→ TASKS FOR THIS EXERCISE:
a) Using the grey water text, answer each question:
(i) In a double-plumbed facility, where does the water from toilets and urinals go?
(ii) What is the longest time grey water should be stored?
(iii) What can water left to pool on the surface result in?
b) Translate this sentence from the grey water text into Spanish: "Grey water should not be stored for more than 24 hours."

→ TEXT PASSAGE:
____________

One of the many ways commercial facilities are reducing their water consumption is to re-use the “gently used” water — called grey water — that comes from restroom sinks, kitchen sinks, and showers. These facilities are often “doubled plumbed,” with grey water going into storage tanks, and water from toilets and urinals discharged into sewer systems.
While some grey water may look discolored, even “dirty,” and is not safe for human consumption, it is usually safe, even beneficial to use it to irrigate vegetation. Facilities that are landscaped often use more water for vegetation than anywhere else, so if water can be re-used here, it can prove to be a significant water and cost savings.
However, according to Klaus Reichardt, CEO, and founder of Waterless Co. Inc., manufacturers of no-water urinals, there are some rules and guidelines for using this kind of water properly.
- Grey water should not be stored for more than 24 hours. After that, it will start to breakdown and odors may develop.
- Avoid touching grey water. While it is “gently used” water, it can contain pathogens that are harmful if consumed by people.
- Don’t let water “pool” on the surface. This can result in mosquito breeding grounds.
- While some plumbing will be required, as mentioned earlier, elaborate pumps and filters are usually not necessary. These extra systems require maintenance, can be costly, and need energy to operate.
- Don’t over water vegetation. Irrigate vegetation with the same amount of water as you would with freshwater.

____________

[Point localization data]
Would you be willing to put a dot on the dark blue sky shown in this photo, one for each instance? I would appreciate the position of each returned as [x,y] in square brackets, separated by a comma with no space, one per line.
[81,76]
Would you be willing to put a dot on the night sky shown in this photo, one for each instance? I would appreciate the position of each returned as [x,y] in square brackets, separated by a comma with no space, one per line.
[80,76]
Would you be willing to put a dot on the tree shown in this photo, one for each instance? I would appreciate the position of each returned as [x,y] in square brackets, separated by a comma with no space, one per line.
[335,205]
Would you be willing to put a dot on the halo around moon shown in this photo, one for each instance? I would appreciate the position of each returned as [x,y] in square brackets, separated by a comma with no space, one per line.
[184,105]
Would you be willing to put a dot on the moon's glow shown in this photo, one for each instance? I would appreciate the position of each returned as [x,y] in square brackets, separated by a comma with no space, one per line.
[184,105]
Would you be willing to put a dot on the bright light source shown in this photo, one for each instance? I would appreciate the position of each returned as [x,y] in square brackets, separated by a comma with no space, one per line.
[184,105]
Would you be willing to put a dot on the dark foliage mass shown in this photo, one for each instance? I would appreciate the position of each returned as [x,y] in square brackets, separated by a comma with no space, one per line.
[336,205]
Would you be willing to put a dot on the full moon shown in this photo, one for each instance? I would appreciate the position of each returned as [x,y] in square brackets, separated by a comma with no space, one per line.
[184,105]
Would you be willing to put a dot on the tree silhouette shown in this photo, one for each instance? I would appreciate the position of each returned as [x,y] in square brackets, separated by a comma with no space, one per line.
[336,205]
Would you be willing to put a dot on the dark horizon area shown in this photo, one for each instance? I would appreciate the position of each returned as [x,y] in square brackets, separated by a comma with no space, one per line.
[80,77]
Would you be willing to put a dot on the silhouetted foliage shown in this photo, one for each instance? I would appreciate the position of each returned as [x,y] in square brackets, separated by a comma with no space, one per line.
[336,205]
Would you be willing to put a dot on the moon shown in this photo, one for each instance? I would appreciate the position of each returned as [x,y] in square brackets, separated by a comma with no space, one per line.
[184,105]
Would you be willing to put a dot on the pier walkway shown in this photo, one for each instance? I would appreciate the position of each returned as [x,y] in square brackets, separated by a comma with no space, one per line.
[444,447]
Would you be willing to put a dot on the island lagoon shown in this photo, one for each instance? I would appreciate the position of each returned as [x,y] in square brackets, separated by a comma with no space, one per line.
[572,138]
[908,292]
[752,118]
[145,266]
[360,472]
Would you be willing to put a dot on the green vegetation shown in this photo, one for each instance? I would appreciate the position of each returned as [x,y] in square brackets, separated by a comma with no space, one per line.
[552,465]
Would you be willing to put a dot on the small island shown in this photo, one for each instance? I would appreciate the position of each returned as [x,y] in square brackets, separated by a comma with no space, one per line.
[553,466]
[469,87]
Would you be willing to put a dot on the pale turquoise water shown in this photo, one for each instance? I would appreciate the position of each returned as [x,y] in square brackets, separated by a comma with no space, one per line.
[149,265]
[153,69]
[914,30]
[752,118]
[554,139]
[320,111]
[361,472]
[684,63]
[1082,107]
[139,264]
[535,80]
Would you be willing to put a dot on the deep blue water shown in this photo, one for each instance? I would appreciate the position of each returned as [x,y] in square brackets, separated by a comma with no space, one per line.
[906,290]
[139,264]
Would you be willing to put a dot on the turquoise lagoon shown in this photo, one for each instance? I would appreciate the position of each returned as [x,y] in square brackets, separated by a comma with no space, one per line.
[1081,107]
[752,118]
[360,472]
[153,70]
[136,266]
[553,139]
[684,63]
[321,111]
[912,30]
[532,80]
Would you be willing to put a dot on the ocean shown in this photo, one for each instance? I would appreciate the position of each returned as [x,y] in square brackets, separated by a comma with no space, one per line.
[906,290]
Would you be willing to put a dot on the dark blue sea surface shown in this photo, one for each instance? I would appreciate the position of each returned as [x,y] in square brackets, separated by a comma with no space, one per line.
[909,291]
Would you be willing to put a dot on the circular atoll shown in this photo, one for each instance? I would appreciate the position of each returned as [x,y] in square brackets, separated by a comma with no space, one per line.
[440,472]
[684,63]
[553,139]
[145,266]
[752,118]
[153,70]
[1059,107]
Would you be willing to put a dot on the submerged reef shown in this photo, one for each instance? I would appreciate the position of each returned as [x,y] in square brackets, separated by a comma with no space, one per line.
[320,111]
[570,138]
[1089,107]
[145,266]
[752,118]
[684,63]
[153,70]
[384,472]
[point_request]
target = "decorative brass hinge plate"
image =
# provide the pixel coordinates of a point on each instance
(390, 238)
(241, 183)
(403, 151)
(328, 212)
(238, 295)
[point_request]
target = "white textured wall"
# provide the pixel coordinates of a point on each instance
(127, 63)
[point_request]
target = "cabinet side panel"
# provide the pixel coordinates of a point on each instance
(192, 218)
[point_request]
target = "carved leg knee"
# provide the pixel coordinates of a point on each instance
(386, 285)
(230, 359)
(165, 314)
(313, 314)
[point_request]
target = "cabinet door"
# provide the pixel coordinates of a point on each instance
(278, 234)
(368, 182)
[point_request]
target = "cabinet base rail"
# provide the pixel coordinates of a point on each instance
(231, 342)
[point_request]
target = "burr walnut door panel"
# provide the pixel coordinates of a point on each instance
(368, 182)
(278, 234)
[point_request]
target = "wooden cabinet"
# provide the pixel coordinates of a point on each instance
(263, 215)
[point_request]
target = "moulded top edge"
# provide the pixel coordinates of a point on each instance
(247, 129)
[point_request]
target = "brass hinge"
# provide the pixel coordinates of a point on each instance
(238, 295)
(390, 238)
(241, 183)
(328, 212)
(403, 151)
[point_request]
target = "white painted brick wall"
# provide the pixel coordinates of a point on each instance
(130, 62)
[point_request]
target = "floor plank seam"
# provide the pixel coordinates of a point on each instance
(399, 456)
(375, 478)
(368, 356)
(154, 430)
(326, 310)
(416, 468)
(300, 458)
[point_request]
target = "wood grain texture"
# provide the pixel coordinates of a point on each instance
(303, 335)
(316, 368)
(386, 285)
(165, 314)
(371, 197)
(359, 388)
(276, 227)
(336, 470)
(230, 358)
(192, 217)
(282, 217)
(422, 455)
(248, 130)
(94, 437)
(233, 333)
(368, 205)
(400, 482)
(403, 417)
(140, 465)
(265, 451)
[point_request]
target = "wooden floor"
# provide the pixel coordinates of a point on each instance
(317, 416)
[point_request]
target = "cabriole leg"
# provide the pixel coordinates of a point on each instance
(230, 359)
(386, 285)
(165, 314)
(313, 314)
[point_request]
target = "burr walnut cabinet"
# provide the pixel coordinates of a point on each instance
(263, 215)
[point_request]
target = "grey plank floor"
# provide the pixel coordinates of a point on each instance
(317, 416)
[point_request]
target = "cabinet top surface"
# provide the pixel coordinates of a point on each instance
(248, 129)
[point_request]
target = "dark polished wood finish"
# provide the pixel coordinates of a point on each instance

____________

→ TASK RESULTS:
a)
(i) It is discharged into sewer systems.
(ii) 24 hours.
(iii) Mosquito breeding grounds.

b) El agua gris no debe almacenarse durante más de 24 horas.